Task: Rewrite all the records below with "drop one marker" swapped for "place a single marker" everywhere it occurs, keeping everything else the same. Omit the pictures from your answer.

Image location labeling records:

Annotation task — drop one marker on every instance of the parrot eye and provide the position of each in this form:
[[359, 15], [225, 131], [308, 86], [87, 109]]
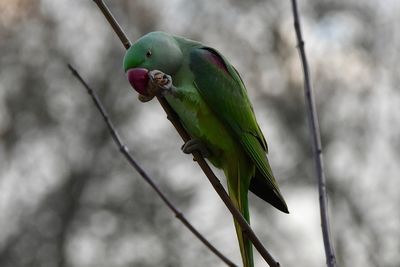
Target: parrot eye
[[148, 54]]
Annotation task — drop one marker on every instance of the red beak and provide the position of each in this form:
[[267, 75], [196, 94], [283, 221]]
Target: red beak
[[138, 79]]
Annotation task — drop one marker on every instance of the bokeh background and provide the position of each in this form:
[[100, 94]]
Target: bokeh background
[[68, 198]]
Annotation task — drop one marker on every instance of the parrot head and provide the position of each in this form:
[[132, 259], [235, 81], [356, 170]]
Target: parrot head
[[154, 51]]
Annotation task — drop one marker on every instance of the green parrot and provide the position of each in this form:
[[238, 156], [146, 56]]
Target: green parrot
[[211, 101]]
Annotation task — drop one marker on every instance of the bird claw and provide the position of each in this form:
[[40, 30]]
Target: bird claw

Exercise solution:
Annotation task — place a single marker on every instance of the parrot eye and provide the position of each in this form:
[[359, 15], [225, 131], [308, 86], [87, 109]]
Target: parrot eye
[[148, 54]]
Annotation task — place a single marker on every instance of the red beak and provide the position of each in this form:
[[267, 75], [196, 94], [283, 221]]
Target: red beak
[[138, 79]]
Annotation task — place a single marker on every instance of the bokeh background and provide the position of each in this form:
[[100, 94]]
Target: bokeh background
[[68, 198]]
Annotation task — place a single marker on every instance of the parrot head and provide the position of each in this form:
[[132, 259], [235, 81], [356, 170]]
Target: parrot head
[[154, 51]]
Annotation task — place a single marker on every instance of the green parrot and provide the position of each in this form:
[[238, 156], [146, 56]]
Target: green parrot
[[211, 101]]
Annotation task — place a single marker on every instance of the bird claw and provide the position of each in this form:
[[40, 30]]
Target: bird claw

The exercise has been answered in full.